── Materials provided
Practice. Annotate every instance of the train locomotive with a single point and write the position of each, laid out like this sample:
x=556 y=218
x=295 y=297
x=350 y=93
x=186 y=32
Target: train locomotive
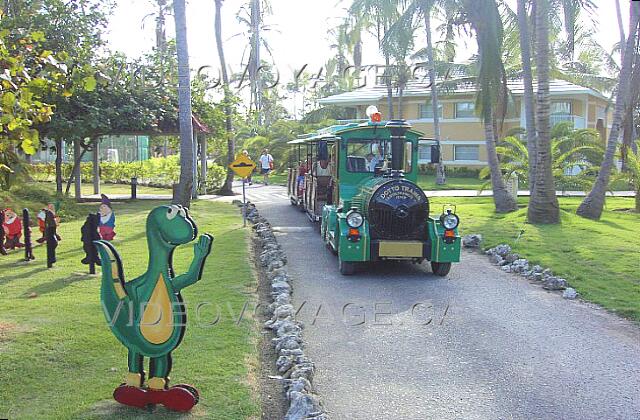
x=358 y=182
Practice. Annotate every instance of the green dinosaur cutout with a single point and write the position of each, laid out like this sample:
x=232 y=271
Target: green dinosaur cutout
x=147 y=314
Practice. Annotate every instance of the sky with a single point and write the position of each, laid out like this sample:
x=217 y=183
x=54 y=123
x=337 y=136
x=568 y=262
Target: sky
x=298 y=35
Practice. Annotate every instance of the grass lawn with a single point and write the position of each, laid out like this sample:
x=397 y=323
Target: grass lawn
x=600 y=259
x=428 y=182
x=113 y=189
x=59 y=359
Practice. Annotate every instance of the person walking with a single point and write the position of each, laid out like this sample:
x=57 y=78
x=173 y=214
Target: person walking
x=266 y=165
x=249 y=178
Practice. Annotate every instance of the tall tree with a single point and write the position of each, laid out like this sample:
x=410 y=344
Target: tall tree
x=427 y=8
x=227 y=188
x=528 y=98
x=485 y=19
x=184 y=190
x=543 y=204
x=593 y=204
x=379 y=15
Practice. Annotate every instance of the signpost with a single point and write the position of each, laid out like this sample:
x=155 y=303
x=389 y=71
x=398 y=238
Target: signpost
x=243 y=167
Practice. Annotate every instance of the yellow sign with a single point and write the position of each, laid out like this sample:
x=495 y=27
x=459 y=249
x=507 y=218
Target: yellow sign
x=243 y=166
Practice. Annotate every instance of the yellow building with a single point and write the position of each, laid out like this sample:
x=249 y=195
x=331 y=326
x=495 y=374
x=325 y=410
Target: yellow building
x=462 y=132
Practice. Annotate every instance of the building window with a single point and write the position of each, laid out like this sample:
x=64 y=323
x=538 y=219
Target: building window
x=561 y=108
x=465 y=110
x=424 y=152
x=466 y=153
x=426 y=111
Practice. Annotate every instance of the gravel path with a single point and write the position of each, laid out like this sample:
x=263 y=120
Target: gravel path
x=396 y=342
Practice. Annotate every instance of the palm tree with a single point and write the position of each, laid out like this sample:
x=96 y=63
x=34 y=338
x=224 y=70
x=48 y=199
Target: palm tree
x=227 y=188
x=485 y=19
x=182 y=195
x=570 y=149
x=527 y=78
x=631 y=175
x=593 y=203
x=379 y=15
x=543 y=204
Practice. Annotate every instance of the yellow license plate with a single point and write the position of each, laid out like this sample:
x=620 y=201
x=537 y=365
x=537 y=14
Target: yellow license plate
x=411 y=249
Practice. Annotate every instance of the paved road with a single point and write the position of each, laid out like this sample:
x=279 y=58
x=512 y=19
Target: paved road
x=396 y=342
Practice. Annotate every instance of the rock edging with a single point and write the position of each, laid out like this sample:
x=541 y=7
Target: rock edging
x=295 y=368
x=511 y=262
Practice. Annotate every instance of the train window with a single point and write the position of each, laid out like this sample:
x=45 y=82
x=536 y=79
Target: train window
x=368 y=155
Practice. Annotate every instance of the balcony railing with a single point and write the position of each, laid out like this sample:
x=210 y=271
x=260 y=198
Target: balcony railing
x=578 y=122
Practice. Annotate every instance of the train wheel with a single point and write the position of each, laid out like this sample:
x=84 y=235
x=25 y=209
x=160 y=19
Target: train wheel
x=440 y=269
x=347 y=268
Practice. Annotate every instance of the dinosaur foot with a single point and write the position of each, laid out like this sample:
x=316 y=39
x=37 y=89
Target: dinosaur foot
x=177 y=398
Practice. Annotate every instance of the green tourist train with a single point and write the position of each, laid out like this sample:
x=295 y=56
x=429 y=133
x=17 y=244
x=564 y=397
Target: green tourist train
x=357 y=182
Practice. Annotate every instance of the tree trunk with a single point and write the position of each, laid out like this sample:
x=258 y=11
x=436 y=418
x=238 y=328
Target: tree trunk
x=527 y=78
x=96 y=166
x=503 y=201
x=75 y=169
x=59 y=167
x=227 y=188
x=182 y=194
x=387 y=80
x=593 y=203
x=254 y=73
x=440 y=172
x=543 y=205
x=203 y=162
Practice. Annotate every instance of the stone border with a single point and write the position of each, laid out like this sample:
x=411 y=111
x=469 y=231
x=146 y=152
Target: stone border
x=509 y=262
x=295 y=368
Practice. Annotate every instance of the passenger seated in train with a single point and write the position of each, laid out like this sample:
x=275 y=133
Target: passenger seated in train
x=322 y=167
x=372 y=162
x=303 y=169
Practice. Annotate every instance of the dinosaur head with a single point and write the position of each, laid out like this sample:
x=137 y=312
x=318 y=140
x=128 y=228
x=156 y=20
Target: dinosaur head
x=172 y=225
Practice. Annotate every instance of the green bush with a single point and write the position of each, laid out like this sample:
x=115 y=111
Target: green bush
x=216 y=175
x=155 y=172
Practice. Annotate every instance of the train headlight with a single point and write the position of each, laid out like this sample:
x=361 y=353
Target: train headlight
x=354 y=219
x=450 y=221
────
Aim of the task ::
Reproduce each line of the records exactly, and omit every picture.

Task answer ::
Practice. Annotate every instance of the train locomotive with a single point and write the position of each, laid out like this sample:
x=556 y=218
x=295 y=297
x=350 y=93
x=186 y=32
Target: train locomotive
x=358 y=182
Practice. Annotate every instance of the green dinosaur cutout with a single point and write the position of each, laid out like this sample:
x=232 y=271
Target: green dinosaur cutout
x=147 y=314
Practice. Annotate every instance of the sky with a single point and write the position of each, laid out like this sample:
x=217 y=183
x=54 y=123
x=337 y=136
x=568 y=262
Target: sky
x=298 y=35
Practice. Annotate every instance of the grass lawn with a single point and write the position of each, laid out like this sample:
x=397 y=323
Target: grass lawn
x=600 y=259
x=428 y=182
x=113 y=189
x=59 y=359
Practice. Annotate every instance of the person walking with a single point and write the position of each, laid out like this sample:
x=57 y=78
x=173 y=214
Target: person walking
x=266 y=165
x=249 y=178
Practice. Annotate every instance of the tall tree with a single point and write the position of each, laid out like this sample:
x=410 y=344
Target: tall tree
x=427 y=8
x=227 y=188
x=528 y=98
x=485 y=19
x=184 y=190
x=543 y=204
x=593 y=204
x=379 y=15
Practice. Annotate every instance of the signpost with a single point and write the position of each, laid out like this sample:
x=155 y=303
x=389 y=71
x=398 y=238
Target: signpost
x=243 y=167
Practice. Annotate every instance of the yellow sign with a single point and write the position of each, laid out like this sample:
x=495 y=27
x=459 y=249
x=507 y=218
Target: yellow sign
x=243 y=166
Practice. Annotate every instance of the yellow building with a single point and write the position of each, laid out like this sample:
x=249 y=195
x=331 y=326
x=495 y=374
x=325 y=410
Target: yellow building
x=462 y=132
Practice. Annotate every instance of the building window with a single point and write the position of each, laid out like this sample:
x=64 y=323
x=538 y=219
Target: building window
x=561 y=108
x=465 y=110
x=424 y=152
x=466 y=153
x=426 y=111
Practice. Annotate every instance of the gravel path with a single point and write the position of each, laid out like this sample:
x=263 y=120
Target: gravel path
x=396 y=342
Practice. Annotate every instance of the palm tree with a single point and write the position of each, laid out like this sample:
x=96 y=63
x=34 y=338
x=224 y=70
x=48 y=199
Target: palm tree
x=227 y=188
x=485 y=19
x=182 y=195
x=570 y=149
x=527 y=78
x=631 y=175
x=593 y=203
x=379 y=15
x=543 y=204
Practice. Annotate every instance of the yellow license plate with a single point and write the position of each, laid out like this sample:
x=620 y=201
x=537 y=365
x=537 y=14
Target: yellow license plate
x=411 y=249
Practice. Annotate every instance of the paved road with a single point and write the position of each, laid out like this sample:
x=279 y=58
x=512 y=19
Target: paved road
x=396 y=342
Practice. Annotate every instance of the rock edging with a single point and write the position of each, laid out like this sample:
x=541 y=7
Target: rock edging
x=295 y=368
x=511 y=262
Practice. Annotate every instance of the train window with a single point and write the position of each, laid out like this sample:
x=45 y=82
x=536 y=79
Target: train window
x=368 y=155
Practice. Annotate every instance of the balcony railing with a single point and write the position of each, laid out like this sample:
x=210 y=271
x=260 y=198
Target: balcony railing
x=578 y=122
Practice. Annotate every instance of the train wheel with a single point and write the position of each, laid out like this sample:
x=84 y=235
x=25 y=209
x=160 y=19
Target: train wheel
x=440 y=269
x=347 y=268
Practice. Annotate every instance of the dinosaur foot with a single point and write the position of each, laid out like this sample:
x=316 y=39
x=37 y=89
Target: dinosaur foot
x=177 y=398
Practice. Annotate every instance of the green tourist train with a single point and write the position of each, laid out like this sample:
x=295 y=56
x=429 y=133
x=17 y=244
x=564 y=397
Target: green tourist train
x=357 y=182
Practice. Annotate every instance of the tree trunk with a single point and write the position of each, laid out like this sample:
x=258 y=11
x=436 y=418
x=238 y=328
Target: tree trunk
x=527 y=78
x=96 y=166
x=503 y=201
x=75 y=169
x=59 y=167
x=227 y=188
x=182 y=194
x=387 y=80
x=593 y=203
x=254 y=73
x=440 y=172
x=543 y=205
x=203 y=162
Practice. Annotate every instance of the stone border with a single point and write the position of each, laid out like this sample:
x=411 y=111
x=469 y=231
x=146 y=152
Target: stone border
x=509 y=262
x=295 y=368
Practice. Annotate every instance of the passenger seated in train with a single point and write the position of each, laid out like this sample:
x=275 y=133
Target: passenger seated in train
x=322 y=167
x=372 y=162
x=303 y=169
Practice. Annotate every instance of the dinosaur head with a single point and write the position of each, laid out like this sample:
x=137 y=312
x=318 y=140
x=128 y=228
x=156 y=20
Target: dinosaur head
x=172 y=225
Practice. Annotate every instance of the green bush with a single point and write the position of each, laid out like this sample:
x=115 y=111
Target: green bush
x=216 y=175
x=155 y=172
Practice. Annotate every instance of the train headlight with a single point and write the position of each, laid out like this sample:
x=361 y=353
Target: train headlight
x=354 y=219
x=450 y=221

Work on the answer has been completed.